→ YOUR GOAL:
Transcribe exactly, and only, the lines that run from the one containing "Drop one point on every instance of the antelope eye" through the end of the records.

→ DATASET CONTENT:

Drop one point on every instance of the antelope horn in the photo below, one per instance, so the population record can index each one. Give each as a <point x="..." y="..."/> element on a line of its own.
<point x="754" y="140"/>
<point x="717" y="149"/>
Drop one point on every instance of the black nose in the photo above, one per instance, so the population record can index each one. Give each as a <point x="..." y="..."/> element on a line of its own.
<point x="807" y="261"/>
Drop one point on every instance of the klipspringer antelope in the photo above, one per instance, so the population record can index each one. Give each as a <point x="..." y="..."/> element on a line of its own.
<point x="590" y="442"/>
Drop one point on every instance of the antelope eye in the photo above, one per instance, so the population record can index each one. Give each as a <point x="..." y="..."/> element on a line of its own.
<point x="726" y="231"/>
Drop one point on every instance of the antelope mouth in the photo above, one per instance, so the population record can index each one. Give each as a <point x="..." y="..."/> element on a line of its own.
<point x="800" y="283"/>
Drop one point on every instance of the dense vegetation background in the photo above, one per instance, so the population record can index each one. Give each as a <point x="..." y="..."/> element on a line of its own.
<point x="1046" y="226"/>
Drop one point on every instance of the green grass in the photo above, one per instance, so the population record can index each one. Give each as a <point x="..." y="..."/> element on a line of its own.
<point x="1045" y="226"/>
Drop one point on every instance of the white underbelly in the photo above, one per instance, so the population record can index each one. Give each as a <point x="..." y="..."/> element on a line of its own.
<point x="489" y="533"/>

→ ANSWER AREA:
Drop one point on every instance of the antelope eye in the photo above, one per instance, so the population record can index each one. Give each as a <point x="..." y="..."/> element on a line of its own.
<point x="726" y="231"/>
Drop one point on every instance of the antelope mouth in the photo above, one per instance, so the population record can index each one. Give each as a <point x="..." y="..."/> element on a line of its own.
<point x="800" y="283"/>
Drop one point on every instance of the dense vegetation background in the photo above, one per instance, so the population record can index each one. Give each as a <point x="..." y="..."/> element on a line of its own.
<point x="1046" y="226"/>
Drop one point on every instance of the green grass in the photo above, one per instance, so the population record can index each one. Give each as a <point x="..." y="..."/> element on a line of its own.
<point x="1045" y="226"/>
Drop one point on every instance of the white underbelly in the photo above, one per instance, so the population record can index each one. Give each as a <point x="..." y="..."/> element on a line of its own.
<point x="489" y="533"/>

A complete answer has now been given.